◆ **Problem to solve**: Set down all of the data that follows word for word, without the images.
[[ Material provided open ]]
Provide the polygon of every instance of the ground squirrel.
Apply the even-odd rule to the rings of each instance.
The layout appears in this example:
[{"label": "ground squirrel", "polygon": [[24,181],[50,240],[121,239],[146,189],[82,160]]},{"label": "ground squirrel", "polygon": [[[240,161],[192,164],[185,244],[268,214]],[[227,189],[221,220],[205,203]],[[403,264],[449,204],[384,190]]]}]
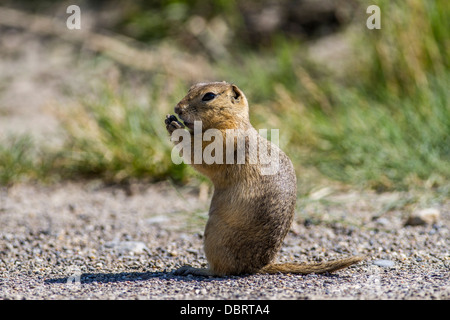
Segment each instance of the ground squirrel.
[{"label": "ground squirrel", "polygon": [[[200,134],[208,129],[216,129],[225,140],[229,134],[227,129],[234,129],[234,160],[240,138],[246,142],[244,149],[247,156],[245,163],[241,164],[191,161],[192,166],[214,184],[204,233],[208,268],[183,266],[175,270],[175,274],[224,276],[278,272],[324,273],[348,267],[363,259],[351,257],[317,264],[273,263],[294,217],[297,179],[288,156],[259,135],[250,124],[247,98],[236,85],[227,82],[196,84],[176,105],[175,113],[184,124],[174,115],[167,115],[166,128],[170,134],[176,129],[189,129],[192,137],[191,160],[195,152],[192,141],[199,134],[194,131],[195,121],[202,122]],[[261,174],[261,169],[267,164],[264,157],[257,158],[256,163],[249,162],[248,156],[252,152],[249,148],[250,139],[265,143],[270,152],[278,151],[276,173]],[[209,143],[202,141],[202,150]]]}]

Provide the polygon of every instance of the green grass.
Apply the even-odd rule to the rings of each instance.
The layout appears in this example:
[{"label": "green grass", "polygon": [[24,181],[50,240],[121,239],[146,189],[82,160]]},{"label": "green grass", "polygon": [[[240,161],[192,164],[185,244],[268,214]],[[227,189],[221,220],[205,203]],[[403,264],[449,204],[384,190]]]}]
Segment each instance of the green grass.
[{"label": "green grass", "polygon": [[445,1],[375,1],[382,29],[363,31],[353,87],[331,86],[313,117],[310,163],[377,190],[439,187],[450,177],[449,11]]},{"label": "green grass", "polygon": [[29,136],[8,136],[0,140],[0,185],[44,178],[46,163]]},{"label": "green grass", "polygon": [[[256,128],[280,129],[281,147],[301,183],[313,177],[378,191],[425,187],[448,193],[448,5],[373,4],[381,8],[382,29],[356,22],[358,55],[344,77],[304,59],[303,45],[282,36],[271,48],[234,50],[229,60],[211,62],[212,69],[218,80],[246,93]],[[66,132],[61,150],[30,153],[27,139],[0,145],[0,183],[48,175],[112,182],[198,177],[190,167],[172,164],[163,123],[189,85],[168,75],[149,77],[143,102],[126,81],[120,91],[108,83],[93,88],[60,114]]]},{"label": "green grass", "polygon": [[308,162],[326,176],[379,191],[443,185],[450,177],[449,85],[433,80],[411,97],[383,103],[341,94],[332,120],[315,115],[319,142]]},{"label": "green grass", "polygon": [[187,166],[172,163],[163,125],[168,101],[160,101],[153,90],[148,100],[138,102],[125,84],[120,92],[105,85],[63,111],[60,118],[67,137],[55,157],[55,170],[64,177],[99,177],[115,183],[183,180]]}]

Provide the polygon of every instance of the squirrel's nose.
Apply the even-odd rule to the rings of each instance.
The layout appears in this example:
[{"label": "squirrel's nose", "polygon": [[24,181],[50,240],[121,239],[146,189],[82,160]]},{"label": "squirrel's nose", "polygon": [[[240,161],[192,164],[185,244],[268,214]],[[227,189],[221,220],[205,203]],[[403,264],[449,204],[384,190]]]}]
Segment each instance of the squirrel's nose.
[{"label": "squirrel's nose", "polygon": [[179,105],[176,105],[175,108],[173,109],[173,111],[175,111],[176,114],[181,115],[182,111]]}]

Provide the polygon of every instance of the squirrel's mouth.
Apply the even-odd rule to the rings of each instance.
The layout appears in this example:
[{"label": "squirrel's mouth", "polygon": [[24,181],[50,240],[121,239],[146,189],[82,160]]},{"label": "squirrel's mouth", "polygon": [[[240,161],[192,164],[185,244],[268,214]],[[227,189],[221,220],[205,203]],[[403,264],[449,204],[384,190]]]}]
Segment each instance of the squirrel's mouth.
[[ Material provided closed ]]
◆ **Response**:
Provide the polygon of every instance of the ground squirrel.
Apply the even-odd rule to the rings of each instance.
The layout appears in this example:
[{"label": "ground squirrel", "polygon": [[24,181],[50,240],[121,239],[146,189],[82,160]]},{"label": "ground squirrel", "polygon": [[[240,161],[192,164],[185,244],[268,214]],[[227,189],[221,220],[205,203]],[[403,264],[449,204],[384,190]]]}]
Segment each instance of the ground squirrel.
[{"label": "ground squirrel", "polygon": [[[200,134],[208,129],[216,129],[225,140],[229,134],[227,129],[234,129],[234,160],[240,138],[246,142],[244,149],[247,156],[245,163],[241,164],[191,161],[192,166],[214,184],[204,233],[208,268],[183,266],[175,270],[175,274],[224,276],[278,272],[324,273],[348,267],[363,259],[351,257],[317,264],[273,263],[294,217],[297,179],[288,156],[259,135],[250,124],[247,98],[236,85],[227,82],[196,84],[176,105],[175,113],[184,124],[174,115],[167,115],[166,128],[170,134],[176,129],[189,129],[192,137],[191,160],[195,152],[192,141],[199,134],[194,131],[195,121],[202,122]],[[261,174],[261,169],[267,164],[264,157],[257,158],[256,163],[249,162],[248,156],[252,152],[249,148],[250,139],[265,143],[270,152],[278,151],[276,173]],[[209,143],[202,141],[202,150]]]}]

Provide the polygon of every instance of the green grass.
Apply the even-odd rule to the rings of each instance.
The layout appears in this example:
[{"label": "green grass", "polygon": [[24,181],[50,240],[121,239],[146,189],[82,160]]},{"label": "green grass", "polygon": [[[240,161],[192,164],[185,244],[268,214]],[[227,189],[221,220],[205,203]],[[403,264],[449,204],[384,190]]]}]
Segment each instance of the green grass.
[{"label": "green grass", "polygon": [[445,1],[375,1],[382,29],[363,31],[353,87],[331,86],[313,117],[310,163],[377,190],[439,187],[450,177],[449,11]]},{"label": "green grass", "polygon": [[29,136],[8,136],[0,140],[0,185],[44,178],[46,163]]},{"label": "green grass", "polygon": [[[256,128],[280,129],[281,147],[301,183],[313,177],[378,191],[425,187],[448,193],[448,5],[373,4],[381,8],[382,29],[356,22],[358,55],[344,77],[304,59],[303,45],[282,36],[271,48],[234,50],[229,60],[211,62],[212,69],[218,80],[246,93]],[[66,132],[61,150],[30,153],[27,139],[0,145],[0,183],[48,175],[112,182],[198,177],[190,167],[172,164],[163,123],[189,85],[168,75],[149,77],[143,102],[126,81],[120,91],[108,83],[93,88],[60,114]]]},{"label": "green grass", "polygon": [[308,162],[326,176],[379,191],[443,185],[450,177],[449,85],[433,80],[411,97],[383,103],[341,94],[332,120],[315,115],[319,142]]},{"label": "green grass", "polygon": [[187,166],[172,163],[163,125],[168,101],[160,101],[153,90],[148,100],[138,102],[125,84],[120,92],[105,85],[63,111],[60,118],[67,137],[55,157],[55,170],[64,177],[99,177],[115,183],[183,180]]}]

Provide the polygon of every instance of the squirrel's nose.
Apply the even-odd rule to the rings of each instance.
The layout appears in this example:
[{"label": "squirrel's nose", "polygon": [[24,181],[50,240],[121,239],[146,189],[82,160]]},{"label": "squirrel's nose", "polygon": [[[240,161],[192,164],[185,244],[268,214]],[[227,189],[221,220],[205,203]],[[403,264],[449,204],[384,190]]]}]
Segment each instance of the squirrel's nose.
[{"label": "squirrel's nose", "polygon": [[179,105],[176,105],[175,108],[173,109],[173,111],[175,111],[176,114],[181,115],[182,111]]}]

Provide the polygon of every instance of the squirrel's mouth.
Apply the even-odd rule to the rings of each instance.
The layout appears in this example:
[{"label": "squirrel's mouth", "polygon": [[24,181],[50,240],[121,239],[146,189],[82,160]]},{"label": "squirrel's mouth", "polygon": [[[240,161],[192,164],[185,244],[268,214]],[[227,189],[221,220],[205,203]],[[403,264],[449,204],[384,190]]]}]
Segment each instance of the squirrel's mouth.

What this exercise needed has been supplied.